> **Exercise task**
Return every line of the records that contains the string "jacket", matching case exactly.

[Bounding-box records]

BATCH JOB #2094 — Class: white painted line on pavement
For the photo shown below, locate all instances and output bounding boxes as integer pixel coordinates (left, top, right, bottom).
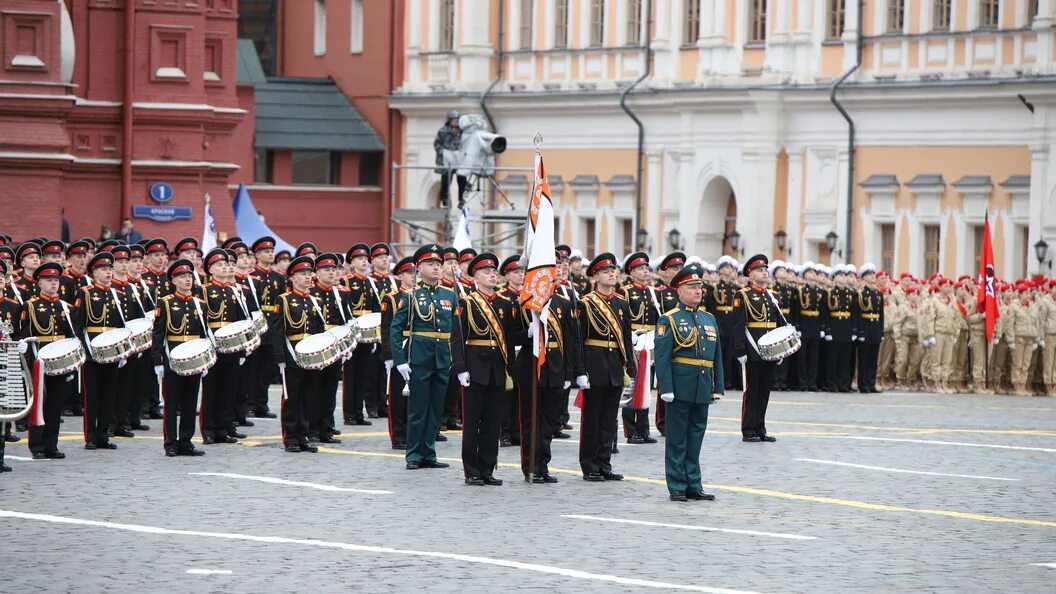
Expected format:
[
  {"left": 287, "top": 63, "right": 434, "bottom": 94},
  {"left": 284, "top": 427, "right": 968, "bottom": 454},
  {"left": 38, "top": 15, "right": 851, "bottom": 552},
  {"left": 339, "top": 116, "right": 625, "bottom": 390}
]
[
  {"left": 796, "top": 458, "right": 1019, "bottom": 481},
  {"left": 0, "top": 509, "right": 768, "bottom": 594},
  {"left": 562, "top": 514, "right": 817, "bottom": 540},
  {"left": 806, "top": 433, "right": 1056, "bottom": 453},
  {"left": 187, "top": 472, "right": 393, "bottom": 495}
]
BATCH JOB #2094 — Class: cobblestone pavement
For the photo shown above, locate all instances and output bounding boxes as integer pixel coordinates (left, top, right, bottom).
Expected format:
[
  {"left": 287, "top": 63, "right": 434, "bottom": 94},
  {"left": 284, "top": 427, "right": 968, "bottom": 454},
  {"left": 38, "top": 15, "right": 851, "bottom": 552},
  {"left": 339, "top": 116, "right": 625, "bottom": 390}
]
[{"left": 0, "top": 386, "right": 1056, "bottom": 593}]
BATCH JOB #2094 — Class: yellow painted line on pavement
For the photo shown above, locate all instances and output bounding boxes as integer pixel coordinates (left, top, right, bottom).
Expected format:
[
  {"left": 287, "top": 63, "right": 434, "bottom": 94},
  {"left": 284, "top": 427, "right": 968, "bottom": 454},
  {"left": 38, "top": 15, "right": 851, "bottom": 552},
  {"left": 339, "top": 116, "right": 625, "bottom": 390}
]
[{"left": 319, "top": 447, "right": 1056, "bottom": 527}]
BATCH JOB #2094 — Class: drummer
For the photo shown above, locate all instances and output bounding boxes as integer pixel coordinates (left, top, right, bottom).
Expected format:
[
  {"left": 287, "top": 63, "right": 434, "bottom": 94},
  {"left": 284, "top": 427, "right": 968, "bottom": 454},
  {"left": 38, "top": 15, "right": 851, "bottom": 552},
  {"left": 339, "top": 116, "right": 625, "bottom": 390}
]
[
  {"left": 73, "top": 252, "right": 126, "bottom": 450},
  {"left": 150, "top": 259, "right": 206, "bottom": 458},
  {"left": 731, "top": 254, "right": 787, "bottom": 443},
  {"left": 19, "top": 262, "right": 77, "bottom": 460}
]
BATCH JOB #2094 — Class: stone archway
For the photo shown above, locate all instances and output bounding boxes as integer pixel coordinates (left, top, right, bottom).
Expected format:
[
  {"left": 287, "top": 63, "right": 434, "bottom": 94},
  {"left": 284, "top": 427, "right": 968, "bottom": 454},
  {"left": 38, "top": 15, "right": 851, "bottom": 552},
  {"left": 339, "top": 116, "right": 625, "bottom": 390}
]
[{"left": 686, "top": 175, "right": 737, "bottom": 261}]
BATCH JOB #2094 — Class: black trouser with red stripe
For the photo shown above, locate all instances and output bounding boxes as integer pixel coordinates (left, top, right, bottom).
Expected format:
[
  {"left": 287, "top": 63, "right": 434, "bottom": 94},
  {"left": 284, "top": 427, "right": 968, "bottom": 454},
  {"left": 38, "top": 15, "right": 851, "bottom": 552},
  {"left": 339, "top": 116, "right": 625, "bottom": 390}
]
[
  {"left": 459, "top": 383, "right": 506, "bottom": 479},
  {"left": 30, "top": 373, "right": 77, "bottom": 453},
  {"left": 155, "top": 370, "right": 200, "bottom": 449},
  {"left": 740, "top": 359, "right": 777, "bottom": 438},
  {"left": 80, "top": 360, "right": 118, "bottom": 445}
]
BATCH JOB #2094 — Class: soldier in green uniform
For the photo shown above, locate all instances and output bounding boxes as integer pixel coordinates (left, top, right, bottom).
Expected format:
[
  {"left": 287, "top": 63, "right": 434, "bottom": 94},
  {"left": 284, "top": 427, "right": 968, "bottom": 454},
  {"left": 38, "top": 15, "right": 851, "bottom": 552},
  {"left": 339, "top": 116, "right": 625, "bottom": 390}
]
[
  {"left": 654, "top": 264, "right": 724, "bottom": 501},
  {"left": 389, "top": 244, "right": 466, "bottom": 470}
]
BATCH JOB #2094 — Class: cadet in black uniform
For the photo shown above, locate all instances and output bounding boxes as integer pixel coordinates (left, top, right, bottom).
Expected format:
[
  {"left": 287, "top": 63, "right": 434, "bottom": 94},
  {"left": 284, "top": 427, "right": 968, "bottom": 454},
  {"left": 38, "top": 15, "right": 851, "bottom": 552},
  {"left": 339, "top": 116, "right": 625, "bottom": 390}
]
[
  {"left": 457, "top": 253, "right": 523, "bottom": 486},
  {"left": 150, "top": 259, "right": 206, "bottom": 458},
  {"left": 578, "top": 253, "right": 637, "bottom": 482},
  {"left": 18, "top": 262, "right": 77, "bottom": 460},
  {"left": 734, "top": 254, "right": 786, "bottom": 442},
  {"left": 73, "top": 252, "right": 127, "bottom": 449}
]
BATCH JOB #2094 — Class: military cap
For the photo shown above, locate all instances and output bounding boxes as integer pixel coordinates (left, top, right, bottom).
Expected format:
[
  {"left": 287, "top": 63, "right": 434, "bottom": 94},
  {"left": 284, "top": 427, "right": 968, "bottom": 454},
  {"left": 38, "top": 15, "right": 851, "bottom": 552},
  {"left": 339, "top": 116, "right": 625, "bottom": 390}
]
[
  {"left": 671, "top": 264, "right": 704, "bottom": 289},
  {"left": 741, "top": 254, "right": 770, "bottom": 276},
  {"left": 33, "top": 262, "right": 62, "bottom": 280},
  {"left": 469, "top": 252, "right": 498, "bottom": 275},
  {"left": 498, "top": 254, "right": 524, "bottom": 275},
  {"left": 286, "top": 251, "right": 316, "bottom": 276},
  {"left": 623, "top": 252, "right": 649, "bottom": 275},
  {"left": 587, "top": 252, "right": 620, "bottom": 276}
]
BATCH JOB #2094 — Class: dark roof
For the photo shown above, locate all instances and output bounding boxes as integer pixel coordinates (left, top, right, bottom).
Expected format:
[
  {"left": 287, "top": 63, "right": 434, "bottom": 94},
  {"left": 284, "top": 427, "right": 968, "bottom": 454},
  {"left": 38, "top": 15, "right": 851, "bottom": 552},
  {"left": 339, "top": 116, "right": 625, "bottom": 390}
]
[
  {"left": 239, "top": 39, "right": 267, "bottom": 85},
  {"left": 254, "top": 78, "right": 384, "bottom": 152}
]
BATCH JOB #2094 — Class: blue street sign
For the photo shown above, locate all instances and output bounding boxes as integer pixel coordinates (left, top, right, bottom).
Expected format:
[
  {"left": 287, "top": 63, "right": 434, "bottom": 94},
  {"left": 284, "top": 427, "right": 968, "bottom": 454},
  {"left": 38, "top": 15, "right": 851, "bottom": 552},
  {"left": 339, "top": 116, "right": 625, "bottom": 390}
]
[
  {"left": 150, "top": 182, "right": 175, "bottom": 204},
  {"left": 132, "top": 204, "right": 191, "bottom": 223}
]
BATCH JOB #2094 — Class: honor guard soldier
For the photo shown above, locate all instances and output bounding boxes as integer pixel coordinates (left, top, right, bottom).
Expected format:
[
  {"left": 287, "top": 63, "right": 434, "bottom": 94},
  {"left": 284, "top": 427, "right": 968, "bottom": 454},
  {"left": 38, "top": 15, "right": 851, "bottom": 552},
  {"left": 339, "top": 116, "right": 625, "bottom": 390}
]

--

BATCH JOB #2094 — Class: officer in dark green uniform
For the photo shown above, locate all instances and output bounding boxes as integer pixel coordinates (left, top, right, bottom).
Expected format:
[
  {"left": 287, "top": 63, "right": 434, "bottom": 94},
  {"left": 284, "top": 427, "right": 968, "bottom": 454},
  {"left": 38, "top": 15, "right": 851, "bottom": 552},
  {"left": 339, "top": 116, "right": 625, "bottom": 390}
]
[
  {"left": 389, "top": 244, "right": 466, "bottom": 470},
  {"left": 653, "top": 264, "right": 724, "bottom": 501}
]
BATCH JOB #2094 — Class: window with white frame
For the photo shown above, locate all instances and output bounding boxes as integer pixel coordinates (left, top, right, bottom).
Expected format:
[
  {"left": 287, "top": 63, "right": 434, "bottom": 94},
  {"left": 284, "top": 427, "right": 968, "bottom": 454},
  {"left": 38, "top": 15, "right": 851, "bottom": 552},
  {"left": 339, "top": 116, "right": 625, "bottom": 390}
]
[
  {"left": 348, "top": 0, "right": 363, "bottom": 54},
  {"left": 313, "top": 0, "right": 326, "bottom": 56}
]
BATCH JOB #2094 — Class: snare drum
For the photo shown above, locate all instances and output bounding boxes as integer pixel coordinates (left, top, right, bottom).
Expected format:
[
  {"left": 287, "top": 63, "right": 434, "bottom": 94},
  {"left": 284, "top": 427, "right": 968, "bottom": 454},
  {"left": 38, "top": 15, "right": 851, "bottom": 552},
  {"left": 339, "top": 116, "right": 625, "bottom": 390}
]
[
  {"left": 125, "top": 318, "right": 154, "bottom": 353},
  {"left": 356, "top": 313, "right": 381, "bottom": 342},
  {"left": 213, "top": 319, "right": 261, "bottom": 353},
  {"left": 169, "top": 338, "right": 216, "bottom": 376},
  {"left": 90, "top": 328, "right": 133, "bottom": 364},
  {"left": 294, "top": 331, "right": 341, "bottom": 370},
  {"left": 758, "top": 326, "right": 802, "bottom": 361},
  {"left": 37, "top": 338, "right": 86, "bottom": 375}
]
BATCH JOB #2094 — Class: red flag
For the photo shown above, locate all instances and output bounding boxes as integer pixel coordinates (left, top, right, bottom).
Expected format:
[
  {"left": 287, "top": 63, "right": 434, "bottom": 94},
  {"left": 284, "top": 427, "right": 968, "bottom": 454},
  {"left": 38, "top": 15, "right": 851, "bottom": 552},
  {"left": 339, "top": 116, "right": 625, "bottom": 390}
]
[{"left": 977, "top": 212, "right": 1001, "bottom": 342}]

---

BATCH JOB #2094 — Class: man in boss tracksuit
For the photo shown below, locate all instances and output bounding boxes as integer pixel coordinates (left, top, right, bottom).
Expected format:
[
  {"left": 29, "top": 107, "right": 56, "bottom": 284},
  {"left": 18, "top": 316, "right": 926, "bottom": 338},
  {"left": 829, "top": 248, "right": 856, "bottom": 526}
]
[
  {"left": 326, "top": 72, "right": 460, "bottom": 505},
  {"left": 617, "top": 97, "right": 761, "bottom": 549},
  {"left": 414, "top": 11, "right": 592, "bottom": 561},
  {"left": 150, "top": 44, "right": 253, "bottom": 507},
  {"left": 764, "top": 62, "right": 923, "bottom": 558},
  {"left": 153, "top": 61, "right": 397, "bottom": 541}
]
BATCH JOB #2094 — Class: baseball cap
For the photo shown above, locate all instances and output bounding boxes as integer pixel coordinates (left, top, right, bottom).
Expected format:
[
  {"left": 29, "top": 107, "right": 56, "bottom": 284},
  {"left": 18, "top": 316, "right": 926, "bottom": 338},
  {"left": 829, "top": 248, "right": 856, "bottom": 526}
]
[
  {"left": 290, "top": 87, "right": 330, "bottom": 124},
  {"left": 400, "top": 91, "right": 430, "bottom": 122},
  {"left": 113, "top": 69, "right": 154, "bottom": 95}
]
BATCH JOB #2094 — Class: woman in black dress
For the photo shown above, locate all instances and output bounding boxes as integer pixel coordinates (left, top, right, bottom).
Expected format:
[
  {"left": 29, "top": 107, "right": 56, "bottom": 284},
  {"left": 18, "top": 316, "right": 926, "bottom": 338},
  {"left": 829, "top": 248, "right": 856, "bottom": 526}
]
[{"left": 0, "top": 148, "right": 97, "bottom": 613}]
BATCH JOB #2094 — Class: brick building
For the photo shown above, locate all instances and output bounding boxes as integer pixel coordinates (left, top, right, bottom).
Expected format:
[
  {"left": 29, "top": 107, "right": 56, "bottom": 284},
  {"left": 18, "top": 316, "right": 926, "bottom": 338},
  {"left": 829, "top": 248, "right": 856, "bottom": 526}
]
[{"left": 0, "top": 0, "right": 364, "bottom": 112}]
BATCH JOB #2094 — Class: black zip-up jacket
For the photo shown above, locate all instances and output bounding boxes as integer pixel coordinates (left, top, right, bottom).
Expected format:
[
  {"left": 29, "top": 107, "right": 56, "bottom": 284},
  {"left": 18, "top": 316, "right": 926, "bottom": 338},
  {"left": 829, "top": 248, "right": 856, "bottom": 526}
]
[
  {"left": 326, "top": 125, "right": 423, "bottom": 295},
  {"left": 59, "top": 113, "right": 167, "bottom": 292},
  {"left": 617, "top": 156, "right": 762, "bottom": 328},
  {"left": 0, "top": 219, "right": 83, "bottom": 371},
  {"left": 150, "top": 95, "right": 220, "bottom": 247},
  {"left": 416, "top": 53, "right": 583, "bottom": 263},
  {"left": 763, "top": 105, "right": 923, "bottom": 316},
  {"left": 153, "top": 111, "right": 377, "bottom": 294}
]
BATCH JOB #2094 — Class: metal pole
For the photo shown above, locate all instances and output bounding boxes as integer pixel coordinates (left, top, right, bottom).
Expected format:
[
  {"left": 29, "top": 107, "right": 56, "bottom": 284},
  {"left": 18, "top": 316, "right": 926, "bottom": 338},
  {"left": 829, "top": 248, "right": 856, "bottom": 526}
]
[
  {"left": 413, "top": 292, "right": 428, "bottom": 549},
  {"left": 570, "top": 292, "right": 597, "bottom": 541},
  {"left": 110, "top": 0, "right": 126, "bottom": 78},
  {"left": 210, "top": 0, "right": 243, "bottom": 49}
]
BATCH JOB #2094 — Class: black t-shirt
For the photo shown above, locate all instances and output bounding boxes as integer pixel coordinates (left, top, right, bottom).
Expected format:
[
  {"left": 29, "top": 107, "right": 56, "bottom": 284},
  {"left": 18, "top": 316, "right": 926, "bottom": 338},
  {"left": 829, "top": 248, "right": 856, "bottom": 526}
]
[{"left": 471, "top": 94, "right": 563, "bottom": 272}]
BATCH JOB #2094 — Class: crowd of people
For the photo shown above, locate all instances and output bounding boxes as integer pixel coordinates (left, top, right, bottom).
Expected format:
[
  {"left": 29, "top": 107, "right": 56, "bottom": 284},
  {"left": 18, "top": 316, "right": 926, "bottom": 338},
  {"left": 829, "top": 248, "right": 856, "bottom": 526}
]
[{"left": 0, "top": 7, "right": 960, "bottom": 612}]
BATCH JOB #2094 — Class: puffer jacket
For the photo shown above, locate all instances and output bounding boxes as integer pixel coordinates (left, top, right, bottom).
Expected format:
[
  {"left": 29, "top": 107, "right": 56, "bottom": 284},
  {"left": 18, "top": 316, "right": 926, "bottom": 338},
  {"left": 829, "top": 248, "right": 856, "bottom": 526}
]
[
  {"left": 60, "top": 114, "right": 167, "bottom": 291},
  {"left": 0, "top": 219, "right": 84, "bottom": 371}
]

> **Solution to the exercise**
BATCH JOB #2094 — Class: black zip-up jacket
BATCH JOB #2094 — Class: puffer jacket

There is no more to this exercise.